BEGIN Text passage

Young Workers: Prohibited Working Conditions

By Dagnachew Tesfaye, Partner at DMLO

The Ethiopian Labour Proclamation No 115/2019 incorporates general working conditions of young workers from Article 89-91. Young workers are those natural persons between the age of 15-18 years. It is prohibited to hire persons below the age of 15 years. In line with Article 89 Sub Article 4 of the Labour Proclamation, the Ministry of Labour and Social Affairs (now the Ministry of Labour) has issued as of August 24,2021 a registered Directive No 813/2021 (the Directive)  that lists activities that are prohibited for young workers. A previous directive  issued in April 2013 on the Lists of activities prohibited for young workers is repealed by this Directive. A look at those prohibited activities for young workers shall be the focus of this article.

Prohibited Activities

Around fourteen activities are listed as prohibited jobs for young workers. These include:transporting persons and goods by land, air, and water and fishing; lifting, pulling heavy goods or works related to these in ports and warehouses; works directly related to electric power generating stations, transmission lines, and power distribution centers;  subterranean works like deep mineral extraction, stone quarries, or related works; work on high places on scaffolding, moving materials up or down using machines, or moving materials from one place to another on cranes and lifts using electric or motorized energy.

END Text passage
BEGIN Extracted records

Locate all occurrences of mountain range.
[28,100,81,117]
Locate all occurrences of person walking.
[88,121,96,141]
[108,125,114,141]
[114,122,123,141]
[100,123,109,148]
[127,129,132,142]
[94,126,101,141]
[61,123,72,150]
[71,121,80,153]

END Extracted records

Description of the task: Continue the article on work prohibited for young workers under Ethiopian labor law, starting right after its final sentence.

Response box:
The list goes on to include work in undertakings that produce alcohol, tobacco or other substances that induce addiction or are poisonous; work in extremely cold places, warehouses, freezers; work in extremely hot places; jobs that expose young workers to harmful ionizing and non-ionizing radiations like x-rays, ultra-violet rays, gamma rays etc; work in production areas that use dangerous and poisonous chemicals like arsenic, lead, cadmium, manganese, cyanide and other such metallic substances and solvents; works which produce or utilize explosive and incendiary substances and elements; jobs which involve preparation, mixing, or spraying of various pesticide and herbicide chemicals; jobs which bring the worker into direct contact with biological hazards like fungi, bacteria, and viruses that cause contagious diseases and jobs that can harm the physical, mental, and psychological well-being of young workers.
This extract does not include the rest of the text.